**** Entries supplied

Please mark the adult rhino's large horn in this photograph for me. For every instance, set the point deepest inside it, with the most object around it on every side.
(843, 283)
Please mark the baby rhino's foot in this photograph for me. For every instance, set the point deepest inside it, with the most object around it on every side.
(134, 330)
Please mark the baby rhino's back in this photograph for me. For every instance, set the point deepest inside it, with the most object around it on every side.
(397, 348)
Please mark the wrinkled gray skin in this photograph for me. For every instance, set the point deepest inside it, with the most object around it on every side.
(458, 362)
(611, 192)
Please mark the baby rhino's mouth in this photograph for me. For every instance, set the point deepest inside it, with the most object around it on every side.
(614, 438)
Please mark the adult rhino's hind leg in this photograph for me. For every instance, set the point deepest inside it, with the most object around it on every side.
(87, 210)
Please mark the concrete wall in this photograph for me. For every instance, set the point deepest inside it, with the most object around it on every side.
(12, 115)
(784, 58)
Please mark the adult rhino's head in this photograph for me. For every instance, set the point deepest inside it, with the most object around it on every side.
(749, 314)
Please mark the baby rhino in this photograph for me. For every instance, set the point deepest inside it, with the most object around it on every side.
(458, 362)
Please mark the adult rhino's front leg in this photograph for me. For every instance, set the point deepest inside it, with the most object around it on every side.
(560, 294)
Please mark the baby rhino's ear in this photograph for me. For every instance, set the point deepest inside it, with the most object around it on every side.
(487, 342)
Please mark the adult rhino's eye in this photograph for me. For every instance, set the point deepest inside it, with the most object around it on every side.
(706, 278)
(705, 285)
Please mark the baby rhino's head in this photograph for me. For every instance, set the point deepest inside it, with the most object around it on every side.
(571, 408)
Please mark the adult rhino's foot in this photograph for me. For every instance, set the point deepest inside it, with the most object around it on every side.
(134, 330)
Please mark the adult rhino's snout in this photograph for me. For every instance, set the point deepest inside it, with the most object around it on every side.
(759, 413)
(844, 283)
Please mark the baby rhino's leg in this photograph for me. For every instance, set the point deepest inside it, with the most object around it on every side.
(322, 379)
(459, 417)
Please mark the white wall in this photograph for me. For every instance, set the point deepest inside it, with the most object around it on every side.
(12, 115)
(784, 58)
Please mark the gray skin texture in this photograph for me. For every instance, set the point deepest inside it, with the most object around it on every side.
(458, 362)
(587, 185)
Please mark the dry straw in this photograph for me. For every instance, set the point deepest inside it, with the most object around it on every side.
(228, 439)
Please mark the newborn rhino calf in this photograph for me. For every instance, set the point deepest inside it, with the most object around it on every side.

********

### Your goal
Copy out, word for word, the part of the items that opens with the line containing "Please mark the adult rhino's foot" and closes with the last line of the items.

### Worked solution
Please mark the adult rhino's foot in this photograph for me. For every instance, set the point deepest inside it, with the most object around it on every side.
(134, 330)
Please mark the adult rhino's snout in this photograph for me. For every instance, set the point deepest inside it, with the most object around it on every side.
(759, 413)
(844, 283)
Please mark the baby rhino's leg in this photograph for me. For every instance, set the point deepest inside it, with the most object around it on every side.
(322, 379)
(459, 417)
Please mark the white wall in this photograph for me. For every instance, set the point deepest inside it, with the most object around it on every side.
(12, 115)
(784, 58)
Please mark the gray skin texture in this photograph for me. For every instance, set the point deepest inside it, with the most object around it on every side.
(458, 362)
(587, 185)
Please mark the dry straw in this photograph for me. For every instance, set the point deepest inside it, with the most object around it on every side.
(228, 439)
Please mark the newborn rhino calf in this photograph for me. For every instance, set the point deepest inside it, with the most object around it on every side.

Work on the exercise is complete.